* **TO BE DONE**
Your task is to write out the lines from the line containing "of the small" through the last line of the material, exactly.

* **Stored records**
>> START

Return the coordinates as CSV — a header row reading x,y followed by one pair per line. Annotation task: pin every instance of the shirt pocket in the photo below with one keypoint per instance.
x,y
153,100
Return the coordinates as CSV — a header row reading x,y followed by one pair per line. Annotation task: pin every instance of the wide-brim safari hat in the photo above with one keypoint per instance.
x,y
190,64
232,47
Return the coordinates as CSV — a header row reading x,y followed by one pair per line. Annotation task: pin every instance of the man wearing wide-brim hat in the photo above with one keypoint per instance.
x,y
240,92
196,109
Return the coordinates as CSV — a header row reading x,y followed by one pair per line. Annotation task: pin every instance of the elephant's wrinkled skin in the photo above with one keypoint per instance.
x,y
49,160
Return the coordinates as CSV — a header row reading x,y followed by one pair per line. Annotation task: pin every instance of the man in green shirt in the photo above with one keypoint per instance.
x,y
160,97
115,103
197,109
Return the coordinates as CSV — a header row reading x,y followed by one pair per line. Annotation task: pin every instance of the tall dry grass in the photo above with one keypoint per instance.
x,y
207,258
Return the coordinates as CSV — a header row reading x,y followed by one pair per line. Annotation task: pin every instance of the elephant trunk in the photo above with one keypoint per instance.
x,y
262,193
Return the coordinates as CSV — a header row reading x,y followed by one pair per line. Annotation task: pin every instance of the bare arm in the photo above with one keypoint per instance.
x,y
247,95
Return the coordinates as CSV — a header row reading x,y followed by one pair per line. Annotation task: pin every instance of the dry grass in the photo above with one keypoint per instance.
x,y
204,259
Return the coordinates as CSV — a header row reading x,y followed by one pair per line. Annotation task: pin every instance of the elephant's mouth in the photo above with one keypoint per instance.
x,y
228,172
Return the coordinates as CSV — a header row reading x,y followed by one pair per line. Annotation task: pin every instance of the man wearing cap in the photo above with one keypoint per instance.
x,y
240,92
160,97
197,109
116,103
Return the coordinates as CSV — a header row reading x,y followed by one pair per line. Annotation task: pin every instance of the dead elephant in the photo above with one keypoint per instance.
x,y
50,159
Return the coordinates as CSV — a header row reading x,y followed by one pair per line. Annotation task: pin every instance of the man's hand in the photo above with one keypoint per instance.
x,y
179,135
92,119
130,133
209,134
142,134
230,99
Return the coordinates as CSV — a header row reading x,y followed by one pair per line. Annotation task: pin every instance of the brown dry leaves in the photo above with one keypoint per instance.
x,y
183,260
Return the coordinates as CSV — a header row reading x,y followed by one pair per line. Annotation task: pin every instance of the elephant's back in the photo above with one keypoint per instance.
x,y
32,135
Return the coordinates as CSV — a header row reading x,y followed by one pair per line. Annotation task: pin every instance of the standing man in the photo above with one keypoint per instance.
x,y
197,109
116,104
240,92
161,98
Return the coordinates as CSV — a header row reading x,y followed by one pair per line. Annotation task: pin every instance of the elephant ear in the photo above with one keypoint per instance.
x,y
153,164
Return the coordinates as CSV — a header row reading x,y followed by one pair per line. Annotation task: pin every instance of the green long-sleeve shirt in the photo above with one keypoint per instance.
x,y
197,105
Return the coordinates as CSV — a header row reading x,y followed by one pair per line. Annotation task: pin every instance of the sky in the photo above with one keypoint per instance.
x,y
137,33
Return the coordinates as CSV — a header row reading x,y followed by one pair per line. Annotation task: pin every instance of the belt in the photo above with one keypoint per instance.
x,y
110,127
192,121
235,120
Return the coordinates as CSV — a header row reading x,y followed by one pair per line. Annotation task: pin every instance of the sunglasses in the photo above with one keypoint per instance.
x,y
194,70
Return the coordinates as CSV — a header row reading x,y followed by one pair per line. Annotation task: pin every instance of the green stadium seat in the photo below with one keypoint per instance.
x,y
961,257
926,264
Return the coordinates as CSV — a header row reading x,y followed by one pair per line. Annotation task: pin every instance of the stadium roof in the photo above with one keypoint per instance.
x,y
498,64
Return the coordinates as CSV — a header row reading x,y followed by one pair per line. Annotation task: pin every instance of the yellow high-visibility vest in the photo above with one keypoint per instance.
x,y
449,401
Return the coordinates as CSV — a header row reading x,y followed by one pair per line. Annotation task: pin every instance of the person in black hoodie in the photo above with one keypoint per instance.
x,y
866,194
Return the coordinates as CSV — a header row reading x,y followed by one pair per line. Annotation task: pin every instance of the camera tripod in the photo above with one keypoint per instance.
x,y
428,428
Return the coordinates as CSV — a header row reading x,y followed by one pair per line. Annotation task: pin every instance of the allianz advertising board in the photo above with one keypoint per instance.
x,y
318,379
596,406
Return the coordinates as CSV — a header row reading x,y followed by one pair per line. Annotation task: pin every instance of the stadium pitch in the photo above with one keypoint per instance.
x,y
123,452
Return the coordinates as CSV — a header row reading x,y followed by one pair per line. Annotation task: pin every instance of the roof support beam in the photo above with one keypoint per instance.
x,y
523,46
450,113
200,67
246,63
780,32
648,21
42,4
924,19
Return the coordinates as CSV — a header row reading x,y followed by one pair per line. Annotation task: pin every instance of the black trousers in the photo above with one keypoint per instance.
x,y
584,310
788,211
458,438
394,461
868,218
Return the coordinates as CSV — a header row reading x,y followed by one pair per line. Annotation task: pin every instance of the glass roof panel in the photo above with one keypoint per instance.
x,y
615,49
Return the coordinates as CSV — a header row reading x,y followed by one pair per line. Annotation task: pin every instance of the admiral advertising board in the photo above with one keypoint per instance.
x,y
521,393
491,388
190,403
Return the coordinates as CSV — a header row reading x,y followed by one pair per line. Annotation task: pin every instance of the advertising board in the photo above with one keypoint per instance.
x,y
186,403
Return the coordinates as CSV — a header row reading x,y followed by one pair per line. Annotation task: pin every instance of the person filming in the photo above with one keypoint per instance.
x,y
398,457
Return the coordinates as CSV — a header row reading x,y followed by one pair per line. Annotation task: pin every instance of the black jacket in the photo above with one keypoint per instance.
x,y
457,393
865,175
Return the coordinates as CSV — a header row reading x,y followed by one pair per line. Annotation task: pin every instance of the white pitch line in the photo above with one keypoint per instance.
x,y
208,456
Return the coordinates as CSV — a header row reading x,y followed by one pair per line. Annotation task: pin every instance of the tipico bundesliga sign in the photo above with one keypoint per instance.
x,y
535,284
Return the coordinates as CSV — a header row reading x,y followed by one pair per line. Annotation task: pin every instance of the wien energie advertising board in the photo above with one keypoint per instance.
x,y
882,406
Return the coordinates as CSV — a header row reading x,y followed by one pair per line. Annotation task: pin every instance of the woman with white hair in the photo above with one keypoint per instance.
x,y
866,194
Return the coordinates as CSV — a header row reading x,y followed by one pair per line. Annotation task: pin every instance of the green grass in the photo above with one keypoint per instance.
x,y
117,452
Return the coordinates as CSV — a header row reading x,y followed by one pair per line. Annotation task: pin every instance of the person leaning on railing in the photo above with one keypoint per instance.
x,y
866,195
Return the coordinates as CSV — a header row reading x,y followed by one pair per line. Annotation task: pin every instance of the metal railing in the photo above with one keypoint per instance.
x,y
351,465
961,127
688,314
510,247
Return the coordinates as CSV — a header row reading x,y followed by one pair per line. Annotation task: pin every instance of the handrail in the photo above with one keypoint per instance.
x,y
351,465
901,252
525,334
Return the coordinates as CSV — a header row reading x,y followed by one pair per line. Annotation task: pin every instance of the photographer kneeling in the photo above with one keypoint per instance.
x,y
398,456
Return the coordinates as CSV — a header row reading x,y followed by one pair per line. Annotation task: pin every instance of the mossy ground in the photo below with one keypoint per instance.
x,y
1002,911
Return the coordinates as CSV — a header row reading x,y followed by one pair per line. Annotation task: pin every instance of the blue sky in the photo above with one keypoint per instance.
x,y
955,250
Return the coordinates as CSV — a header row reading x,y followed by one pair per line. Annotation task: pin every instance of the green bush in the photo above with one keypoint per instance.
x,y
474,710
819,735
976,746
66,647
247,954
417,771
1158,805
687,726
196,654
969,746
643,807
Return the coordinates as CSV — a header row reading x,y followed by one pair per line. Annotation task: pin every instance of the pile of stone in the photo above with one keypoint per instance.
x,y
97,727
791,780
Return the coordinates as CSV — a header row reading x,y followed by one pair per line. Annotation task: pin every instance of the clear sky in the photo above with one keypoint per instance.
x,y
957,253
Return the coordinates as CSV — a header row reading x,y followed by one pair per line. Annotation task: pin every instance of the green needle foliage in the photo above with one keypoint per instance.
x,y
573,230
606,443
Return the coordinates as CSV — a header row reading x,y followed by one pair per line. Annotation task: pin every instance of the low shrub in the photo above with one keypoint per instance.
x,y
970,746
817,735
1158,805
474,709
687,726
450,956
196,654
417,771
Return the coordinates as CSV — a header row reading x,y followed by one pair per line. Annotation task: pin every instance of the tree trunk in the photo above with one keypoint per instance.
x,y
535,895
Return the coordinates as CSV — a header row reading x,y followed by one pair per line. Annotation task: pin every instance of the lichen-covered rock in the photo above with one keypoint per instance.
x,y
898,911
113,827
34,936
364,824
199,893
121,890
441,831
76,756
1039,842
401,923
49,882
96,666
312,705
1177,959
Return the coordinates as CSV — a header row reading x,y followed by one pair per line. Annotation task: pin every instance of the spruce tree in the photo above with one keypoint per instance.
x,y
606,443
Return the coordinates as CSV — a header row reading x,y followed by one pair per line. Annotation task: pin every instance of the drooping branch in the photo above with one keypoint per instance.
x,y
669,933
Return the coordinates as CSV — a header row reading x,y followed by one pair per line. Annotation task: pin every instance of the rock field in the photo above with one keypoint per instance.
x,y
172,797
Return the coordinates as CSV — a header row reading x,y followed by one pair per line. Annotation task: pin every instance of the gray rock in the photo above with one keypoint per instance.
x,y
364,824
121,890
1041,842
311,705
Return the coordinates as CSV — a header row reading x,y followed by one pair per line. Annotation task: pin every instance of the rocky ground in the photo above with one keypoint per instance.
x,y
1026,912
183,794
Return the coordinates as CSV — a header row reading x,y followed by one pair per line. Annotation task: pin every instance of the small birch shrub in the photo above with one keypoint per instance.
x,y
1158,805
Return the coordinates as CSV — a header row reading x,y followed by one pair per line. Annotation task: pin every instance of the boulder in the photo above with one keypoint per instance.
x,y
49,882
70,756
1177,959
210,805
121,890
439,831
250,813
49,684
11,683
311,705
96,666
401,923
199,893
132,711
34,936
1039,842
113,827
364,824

>> END

* **REPLY**
Return the coordinates as CSV — a header row reading x,y followed by one pair per line. Annotation task: pin every instance of the small birch shrub in the photo above with one keypoint per instance.
x,y
1158,805
Return the coordinates as CSV — a header row reading x,y followed by one pair per line. Annotation task: pin every instance of the boulder in the photo above with one keypoint per instance.
x,y
49,882
70,756
1177,959
210,805
121,890
439,831
250,813
49,684
11,683
311,705
96,666
401,923
199,893
132,711
34,936
1039,842
113,827
364,824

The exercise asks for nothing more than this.